== Given text ==

Attached a screenshot of Registry profiles


----------



## vishnudutta2 (Apr 2, 2012)

*Re: Yellow Mark over Network Icon*

Image attached again


----------



## Tomken15 (Dec 7, 2011)

*Re: Yellow Mark over Network Icon*



vishnudutta2 said:


> Image attached again


Neither image is showing. I think this is normally caused by it being wrapped with 

Given that there are numerous entries in the Registry, I think I would prefer to see them before going ahead with the deletion but if you back up the Profile folder as I've explained, then you can always restore the folder to the way it was before deleting all of the adaptors that are listed.

Follow the rest of the procedure as I've explained then wire up and factory reset the router for the fresh install.

You delete each entry by right clicking on each of the entries in the left pane that are in Profiles and the sub folder Signatures/Unmanaged and selecting Delete.

Sorry I had to leave you for a while but had some visitors.


----------



## vishnudutta2 (Apr 2, 2012)

*Re: Yellow Mark over Network Icon*

You need not be sorry Tom...You guys are doing an exceptional job....

===
== Provided data ==

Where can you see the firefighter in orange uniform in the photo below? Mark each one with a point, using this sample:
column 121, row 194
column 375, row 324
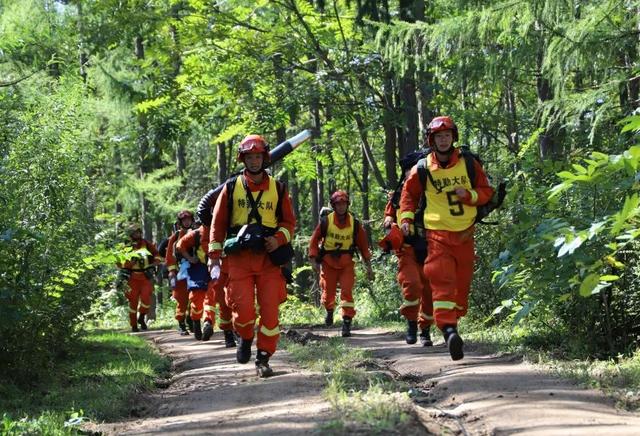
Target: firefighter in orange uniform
column 452, row 194
column 179, row 287
column 253, row 221
column 331, row 251
column 417, row 305
column 140, row 269
column 190, row 248
column 216, row 294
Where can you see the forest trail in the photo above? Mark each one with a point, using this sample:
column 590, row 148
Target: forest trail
column 484, row 394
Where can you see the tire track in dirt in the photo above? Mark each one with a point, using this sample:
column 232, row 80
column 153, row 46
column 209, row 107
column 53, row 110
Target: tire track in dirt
column 210, row 393
column 488, row 394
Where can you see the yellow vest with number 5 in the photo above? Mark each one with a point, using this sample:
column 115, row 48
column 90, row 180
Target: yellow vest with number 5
column 444, row 209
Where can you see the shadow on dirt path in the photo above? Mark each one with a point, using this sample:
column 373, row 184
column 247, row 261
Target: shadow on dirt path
column 210, row 393
column 484, row 394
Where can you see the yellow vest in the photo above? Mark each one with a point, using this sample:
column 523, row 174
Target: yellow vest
column 444, row 210
column 337, row 238
column 266, row 206
column 142, row 258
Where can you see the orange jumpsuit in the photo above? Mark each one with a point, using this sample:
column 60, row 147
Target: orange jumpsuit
column 140, row 287
column 451, row 256
column 416, row 292
column 338, row 269
column 252, row 274
column 216, row 291
column 197, row 295
column 180, row 292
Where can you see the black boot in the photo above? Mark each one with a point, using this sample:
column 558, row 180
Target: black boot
column 454, row 342
column 425, row 338
column 412, row 332
column 229, row 339
column 346, row 326
column 207, row 331
column 262, row 364
column 243, row 353
column 143, row 325
column 197, row 330
column 328, row 320
column 182, row 328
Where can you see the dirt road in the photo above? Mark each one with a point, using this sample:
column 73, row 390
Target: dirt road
column 483, row 394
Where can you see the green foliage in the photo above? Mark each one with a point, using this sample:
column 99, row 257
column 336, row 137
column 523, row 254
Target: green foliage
column 95, row 381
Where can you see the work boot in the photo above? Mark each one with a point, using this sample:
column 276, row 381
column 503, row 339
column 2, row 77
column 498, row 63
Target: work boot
column 454, row 342
column 328, row 320
column 182, row 328
column 346, row 326
column 425, row 338
column 243, row 352
column 412, row 332
column 207, row 331
column 262, row 364
column 143, row 325
column 197, row 330
column 229, row 339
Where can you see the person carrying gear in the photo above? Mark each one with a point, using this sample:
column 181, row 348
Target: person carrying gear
column 452, row 198
column 179, row 289
column 253, row 221
column 140, row 270
column 216, row 294
column 331, row 250
column 191, row 249
column 417, row 306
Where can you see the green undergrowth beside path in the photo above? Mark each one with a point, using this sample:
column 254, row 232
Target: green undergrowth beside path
column 618, row 377
column 97, row 380
column 363, row 397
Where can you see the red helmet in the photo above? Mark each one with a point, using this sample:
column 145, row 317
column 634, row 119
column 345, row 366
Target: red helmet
column 439, row 124
column 339, row 196
column 393, row 239
column 253, row 144
column 185, row 213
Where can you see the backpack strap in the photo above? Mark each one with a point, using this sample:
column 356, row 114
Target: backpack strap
column 469, row 158
column 356, row 225
column 324, row 226
column 280, row 188
column 253, row 213
column 231, row 186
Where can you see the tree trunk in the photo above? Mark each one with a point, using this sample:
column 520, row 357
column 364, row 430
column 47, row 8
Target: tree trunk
column 390, row 142
column 513, row 141
column 365, row 197
column 547, row 141
column 222, row 162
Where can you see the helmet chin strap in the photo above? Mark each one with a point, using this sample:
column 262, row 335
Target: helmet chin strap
column 255, row 173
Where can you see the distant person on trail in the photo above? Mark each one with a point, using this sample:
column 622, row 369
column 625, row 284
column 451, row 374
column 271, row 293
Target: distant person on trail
column 216, row 294
column 139, row 271
column 191, row 247
column 179, row 289
column 331, row 250
column 411, row 250
column 453, row 191
column 253, row 222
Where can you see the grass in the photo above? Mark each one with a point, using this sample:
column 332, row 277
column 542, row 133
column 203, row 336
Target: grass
column 362, row 400
column 97, row 381
column 619, row 378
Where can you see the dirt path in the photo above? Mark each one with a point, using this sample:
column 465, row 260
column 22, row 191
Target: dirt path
column 483, row 394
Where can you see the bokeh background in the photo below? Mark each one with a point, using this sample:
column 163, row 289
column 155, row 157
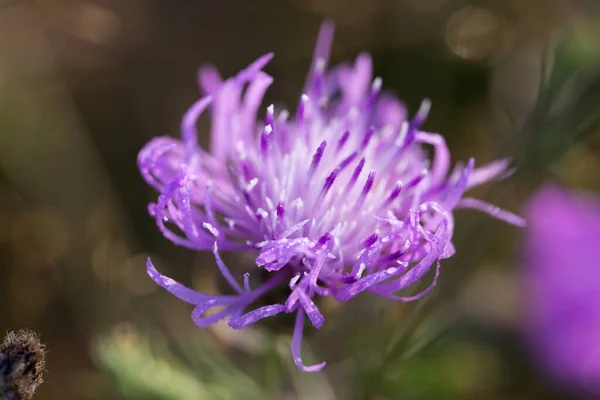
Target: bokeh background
column 85, row 84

===

* Tasks for this exercise:
• A. Copy the entries word for word, from the line containing "Where can you see the bokeh" through the end of the entries. Leave the picture out of your copy.
• B. Pick up the forum thread about the yellow mark over the network icon where it stops and keep it going.
The forum thread and the entries have nothing to do with each other.

* Solved tasks:
• A.
Where can you see the bokeh background in the photo below? Mark each one with a point, using this sample:
column 163, row 289
column 155, row 157
Target: bokeh background
column 85, row 84

• B.
Good news is that after trying a couple of steps you mentioned, windows managed to connect itself to Internet smoothly.
Thanks a ton Tom...I would nevertheless carry out the steps what you suggested...

Thanks again for your excellent effort and patience to take me through the process...

If there is a process which I can do to add to your reputation or credit please inform me how to do it...I would be more than willing to add credits.

Regards,
Vishnu


----------



## Tomken15 (Dec 7, 2011)

*Re: Yellow Mark over Network Icon*



vishnudutta2 said:


> You need not be sorry Tom...You guys are doing an exceptional job....
> Good news is that after trying a couple of steps you mentioned, windows managed to connect itself to Internet smoothly.
> Thanks a ton Tom...I would nevertheless carry out the steps what you suggested...
> 
> ...


Glad to hear that things have worked out.

I don't think they have reps on this forum but it is sufficient for anyone who helps to resolve a problem for someone, they were able to help to get the job done :smile:

EDIT.... Don't forget to mark the thread as Solved.


----------



## Tomken15 (Dec 7, 2011)

*Re: Yellow Mark over Network Icon*

Just to add to this (because I'd forgotten to mention it :smile: ) is that after you have deleted the adaptors in the registry and reinstalled the router, then back up the Profiles folder again so that should the problem re-occur with multiple adaptors, then you just restore the Profiles folder with that backup. You can also backup the router config. usually via System within the router so if you have to factory reset that again, you won't have to enter all of the details from scratch by using the Restore function in the router.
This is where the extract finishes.